Provided text:

□ □ □ □ □ □ □

You’ve probably sipped ginger ale to relieve a stomach ache, or drank ginger tea to shorten a cold, but there are even more ways to take advantage of all the health benefits of ginger. It has both a robust flavor and powerful nutrition.
What Is Ginger?
Ginger comes from the underground root, or rhizome, of the Zingiber officinal plant. It can be dried into a powder or consumed fresh, both with similar health benefits—whether you sip ginger water, turn it into ginger juice, a ginger smoothie, ginger tea, or a ginger stir-fry. The spicy flavor of ginger comes through a bit more when you use the fresh root, so a quarter teaspoon of ground ginger is roughly equivalent to a teaspoon of grated fresh ginger.
The Health Benefits of Ginger
A teaspoon of fresh ginger contains only two calories, but it’s no lightweight. In addition to its long history as a remedy for upset stomachs, this spice has some hard science behind it. Here are the health benefits ginger offers.

□ □ □ □ □ □ □

Data entries:
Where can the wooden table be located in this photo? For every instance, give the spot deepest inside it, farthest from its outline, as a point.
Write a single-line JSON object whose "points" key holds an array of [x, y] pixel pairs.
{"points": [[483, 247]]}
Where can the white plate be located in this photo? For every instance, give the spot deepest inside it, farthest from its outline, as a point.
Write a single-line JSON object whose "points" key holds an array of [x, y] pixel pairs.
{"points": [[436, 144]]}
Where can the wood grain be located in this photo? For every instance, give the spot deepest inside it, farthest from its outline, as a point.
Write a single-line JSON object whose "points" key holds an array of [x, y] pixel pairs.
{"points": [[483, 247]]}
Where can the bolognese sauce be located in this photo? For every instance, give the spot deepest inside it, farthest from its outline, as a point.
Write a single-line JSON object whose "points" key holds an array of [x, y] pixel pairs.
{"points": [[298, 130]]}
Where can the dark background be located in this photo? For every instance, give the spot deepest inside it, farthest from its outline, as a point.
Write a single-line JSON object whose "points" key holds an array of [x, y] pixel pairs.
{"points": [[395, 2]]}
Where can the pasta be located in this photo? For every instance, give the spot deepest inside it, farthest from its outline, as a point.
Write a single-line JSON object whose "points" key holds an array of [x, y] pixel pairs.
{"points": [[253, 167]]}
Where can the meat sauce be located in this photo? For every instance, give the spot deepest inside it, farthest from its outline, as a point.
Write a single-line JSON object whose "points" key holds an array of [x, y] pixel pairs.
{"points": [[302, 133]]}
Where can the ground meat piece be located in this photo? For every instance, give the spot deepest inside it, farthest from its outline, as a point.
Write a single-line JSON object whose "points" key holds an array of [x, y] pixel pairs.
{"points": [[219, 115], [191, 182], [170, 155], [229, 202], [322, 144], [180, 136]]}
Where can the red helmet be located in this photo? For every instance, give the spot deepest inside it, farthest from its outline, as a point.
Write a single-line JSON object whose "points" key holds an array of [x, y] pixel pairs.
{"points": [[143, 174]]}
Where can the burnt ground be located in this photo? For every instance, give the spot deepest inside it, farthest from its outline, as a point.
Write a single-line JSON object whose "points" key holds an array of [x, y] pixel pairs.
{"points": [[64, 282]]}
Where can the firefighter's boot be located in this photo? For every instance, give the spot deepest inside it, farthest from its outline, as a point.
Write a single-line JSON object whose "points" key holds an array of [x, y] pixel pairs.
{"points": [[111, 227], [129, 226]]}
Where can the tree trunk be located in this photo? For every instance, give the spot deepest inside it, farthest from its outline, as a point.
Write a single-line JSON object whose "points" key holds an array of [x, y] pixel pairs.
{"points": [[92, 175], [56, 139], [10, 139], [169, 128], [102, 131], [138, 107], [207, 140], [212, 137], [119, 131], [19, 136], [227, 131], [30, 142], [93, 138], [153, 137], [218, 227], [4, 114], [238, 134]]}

□ □ □ □ □ □ □

Parts of the exercise:
1. According to the ginger article, how much ground ginger roughly equals a teaspoon of grated fresh ginger?
2. From the ginger article, quote the passage from "Ginger comes from" to "benefits ginger offers.".

Task-by-task outputs:
1. A quarter teaspoon of ground ginger.

2.
Ginger comes from the underground root, or rhizome, of the Zingiber officinal plant. It can be dried into a powder or consumed fresh, both with similar health benefits—whether you sip ginger water, turn it into ginger juice, a ginger smoothie, ginger tea, or a ginger stir-fry. The spicy flavor of ginger comes through a bit more when you use the fresh root, so a quarter teaspoon of ground ginger is roughly equivalent to a teaspoon of grated fresh ginger.
The Health Benefits of Ginger
A teaspoon of fresh ginger contains only two calories, but it’s no lightweight. In addition to its long history as a remedy for upset stomachs, this spice has some hard science behind it. Here are the health benefits ginger offers.